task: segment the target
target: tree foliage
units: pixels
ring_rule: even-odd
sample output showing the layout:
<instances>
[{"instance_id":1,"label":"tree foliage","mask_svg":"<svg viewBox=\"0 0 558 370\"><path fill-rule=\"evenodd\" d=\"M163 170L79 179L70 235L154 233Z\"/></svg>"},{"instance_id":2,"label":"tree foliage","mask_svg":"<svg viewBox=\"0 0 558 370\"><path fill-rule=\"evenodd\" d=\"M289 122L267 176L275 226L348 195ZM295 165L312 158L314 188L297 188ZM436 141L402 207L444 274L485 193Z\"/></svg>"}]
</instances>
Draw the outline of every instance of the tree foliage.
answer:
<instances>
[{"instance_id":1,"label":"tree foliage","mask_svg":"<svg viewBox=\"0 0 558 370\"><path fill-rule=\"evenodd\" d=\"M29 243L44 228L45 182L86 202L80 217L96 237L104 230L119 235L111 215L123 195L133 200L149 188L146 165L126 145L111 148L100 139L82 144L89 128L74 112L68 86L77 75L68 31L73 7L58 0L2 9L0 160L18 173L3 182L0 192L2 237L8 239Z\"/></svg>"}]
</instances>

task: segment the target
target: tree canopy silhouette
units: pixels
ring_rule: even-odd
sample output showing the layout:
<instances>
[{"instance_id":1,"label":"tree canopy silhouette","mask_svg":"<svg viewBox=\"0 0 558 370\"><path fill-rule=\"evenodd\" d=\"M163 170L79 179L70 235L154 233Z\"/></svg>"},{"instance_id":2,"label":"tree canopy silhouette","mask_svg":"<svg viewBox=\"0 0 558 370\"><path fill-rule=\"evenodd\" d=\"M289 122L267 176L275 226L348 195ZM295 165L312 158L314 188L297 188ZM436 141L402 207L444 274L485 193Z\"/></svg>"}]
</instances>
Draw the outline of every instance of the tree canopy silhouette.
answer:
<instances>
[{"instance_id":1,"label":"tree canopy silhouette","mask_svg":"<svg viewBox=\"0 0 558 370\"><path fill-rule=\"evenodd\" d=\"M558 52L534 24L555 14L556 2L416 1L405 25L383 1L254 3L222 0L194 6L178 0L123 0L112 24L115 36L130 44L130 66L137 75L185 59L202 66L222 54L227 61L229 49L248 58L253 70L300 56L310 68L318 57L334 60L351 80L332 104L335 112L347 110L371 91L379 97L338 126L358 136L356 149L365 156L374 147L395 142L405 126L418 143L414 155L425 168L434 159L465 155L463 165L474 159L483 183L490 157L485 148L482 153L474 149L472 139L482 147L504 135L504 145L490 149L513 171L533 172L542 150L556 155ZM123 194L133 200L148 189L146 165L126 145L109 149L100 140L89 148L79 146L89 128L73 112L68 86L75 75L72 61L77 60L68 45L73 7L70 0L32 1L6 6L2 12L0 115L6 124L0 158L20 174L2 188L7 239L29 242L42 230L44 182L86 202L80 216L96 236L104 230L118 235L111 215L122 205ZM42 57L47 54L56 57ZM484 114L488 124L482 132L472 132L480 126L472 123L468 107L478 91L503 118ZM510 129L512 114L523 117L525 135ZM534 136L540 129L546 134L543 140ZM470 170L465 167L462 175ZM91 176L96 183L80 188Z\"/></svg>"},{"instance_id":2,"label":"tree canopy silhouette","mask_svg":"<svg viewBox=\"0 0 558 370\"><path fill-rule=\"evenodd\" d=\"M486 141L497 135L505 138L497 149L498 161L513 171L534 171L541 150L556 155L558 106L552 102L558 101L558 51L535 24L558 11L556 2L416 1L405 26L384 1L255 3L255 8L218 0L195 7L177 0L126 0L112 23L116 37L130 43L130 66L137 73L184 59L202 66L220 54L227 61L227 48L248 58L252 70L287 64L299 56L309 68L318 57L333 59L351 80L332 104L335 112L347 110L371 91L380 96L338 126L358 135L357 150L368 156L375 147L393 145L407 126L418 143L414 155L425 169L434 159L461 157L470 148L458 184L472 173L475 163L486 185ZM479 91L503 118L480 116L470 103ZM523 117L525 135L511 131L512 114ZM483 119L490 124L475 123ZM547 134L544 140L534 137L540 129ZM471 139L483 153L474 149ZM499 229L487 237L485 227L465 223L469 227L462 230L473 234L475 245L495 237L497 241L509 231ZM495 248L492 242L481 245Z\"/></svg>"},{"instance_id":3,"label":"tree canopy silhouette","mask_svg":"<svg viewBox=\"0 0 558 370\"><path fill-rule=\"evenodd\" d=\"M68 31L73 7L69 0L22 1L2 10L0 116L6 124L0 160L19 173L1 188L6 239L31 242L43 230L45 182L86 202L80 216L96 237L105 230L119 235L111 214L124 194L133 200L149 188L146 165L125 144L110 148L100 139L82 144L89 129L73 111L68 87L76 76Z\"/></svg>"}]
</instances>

============================================================

[DO THIS] Extract all of the data exactly as written.

[IN RESPONSE]
task: segment the target
target: tree foliage
units: pixels
ring_rule: even-odd
sample output showing the layout:
<instances>
[{"instance_id":1,"label":"tree foliage","mask_svg":"<svg viewBox=\"0 0 558 370\"><path fill-rule=\"evenodd\" d=\"M163 170L79 179L70 235L154 233Z\"/></svg>"},{"instance_id":2,"label":"tree foliage","mask_svg":"<svg viewBox=\"0 0 558 370\"><path fill-rule=\"evenodd\" d=\"M289 122L267 176L275 226L348 195ZM295 165L312 158L314 188L297 188ZM436 141L402 207L444 274L485 193Z\"/></svg>"}]
</instances>
Draw the outline of every instance of the tree foliage.
answer:
<instances>
[{"instance_id":1,"label":"tree foliage","mask_svg":"<svg viewBox=\"0 0 558 370\"><path fill-rule=\"evenodd\" d=\"M29 243L44 228L45 182L86 202L80 217L96 237L104 230L119 235L111 215L123 195L133 200L149 188L146 165L126 145L111 148L100 139L82 144L89 128L74 112L68 86L77 75L68 31L73 7L58 0L2 9L0 160L18 173L3 182L0 192L2 237L8 239Z\"/></svg>"}]
</instances>

task: segment the target
target: tree canopy silhouette
units: pixels
ring_rule: even-odd
sample output showing the layout:
<instances>
[{"instance_id":1,"label":"tree canopy silhouette","mask_svg":"<svg viewBox=\"0 0 558 370\"><path fill-rule=\"evenodd\" d=\"M163 170L79 179L70 235L154 233Z\"/></svg>"},{"instance_id":2,"label":"tree canopy silhouette","mask_svg":"<svg viewBox=\"0 0 558 370\"><path fill-rule=\"evenodd\" d=\"M289 122L267 176L275 226L348 195ZM295 165L312 158L314 188L297 188ZM436 141L402 207L444 274L485 193Z\"/></svg>"}]
</instances>
Draw the outline of every instance of the tree canopy silhouette.
answer:
<instances>
[{"instance_id":1,"label":"tree canopy silhouette","mask_svg":"<svg viewBox=\"0 0 558 370\"><path fill-rule=\"evenodd\" d=\"M558 52L534 24L555 14L556 2L416 1L405 25L383 1L254 3L222 0L194 6L178 0L123 0L112 24L115 36L130 44L130 66L137 75L185 59L202 66L222 54L227 61L229 49L248 58L253 70L300 56L310 68L318 57L334 60L351 80L332 104L335 112L347 110L371 91L379 97L338 126L358 136L356 149L365 156L374 147L395 142L405 126L418 143L414 155L425 168L434 159L465 155L463 165L474 159L483 183L490 157L485 148L482 153L474 149L472 139L482 147L504 135L504 145L490 149L513 171L533 172L542 150L556 155ZM123 194L133 200L148 189L146 165L126 145L109 149L100 140L89 148L79 146L89 128L73 112L68 86L75 75L72 61L77 60L68 45L73 7L70 0L32 1L6 6L2 12L0 115L6 124L0 158L20 174L2 188L7 239L29 242L42 230L44 182L86 202L80 216L96 236L104 230L118 235L111 215L122 205ZM42 57L47 54L56 57ZM484 114L488 124L482 132L472 132L480 126L472 123L468 107L478 91L503 118ZM510 129L512 114L523 117L525 135ZM534 136L540 129L546 134L543 140ZM470 170L465 167L462 175ZM91 176L96 183L80 188Z\"/></svg>"},{"instance_id":2,"label":"tree canopy silhouette","mask_svg":"<svg viewBox=\"0 0 558 370\"><path fill-rule=\"evenodd\" d=\"M486 141L497 135L505 138L497 149L498 161L513 171L534 171L541 150L556 155L558 106L552 102L558 101L558 51L535 24L558 11L556 2L416 1L405 26L384 1L255 3L255 8L218 0L195 7L177 0L126 0L112 23L116 37L130 43L130 66L137 73L184 59L202 66L220 54L227 61L227 48L248 58L252 70L287 64L299 56L309 68L318 57L333 59L351 80L332 104L335 112L347 110L371 91L380 96L338 126L358 135L357 150L368 156L375 147L393 145L407 126L418 143L414 155L425 169L434 159L461 157L470 148L458 184L472 173L475 163L486 185ZM479 91L503 118L480 116L470 103ZM523 117L525 135L511 131L512 114ZM483 119L490 124L475 123ZM547 134L544 140L534 137L540 129ZM471 139L483 153L474 149ZM499 229L487 237L485 227L465 223L469 227L462 230L473 234L475 245L495 237L497 241L509 231ZM495 248L492 242L481 245Z\"/></svg>"},{"instance_id":3,"label":"tree canopy silhouette","mask_svg":"<svg viewBox=\"0 0 558 370\"><path fill-rule=\"evenodd\" d=\"M68 31L73 7L69 0L22 1L2 10L0 116L6 124L0 160L19 173L1 188L6 239L31 242L43 230L45 182L86 202L80 216L96 237L105 230L119 235L111 214L124 194L133 200L149 188L146 165L125 144L110 148L100 139L82 144L89 129L73 111L68 87L76 76Z\"/></svg>"}]
</instances>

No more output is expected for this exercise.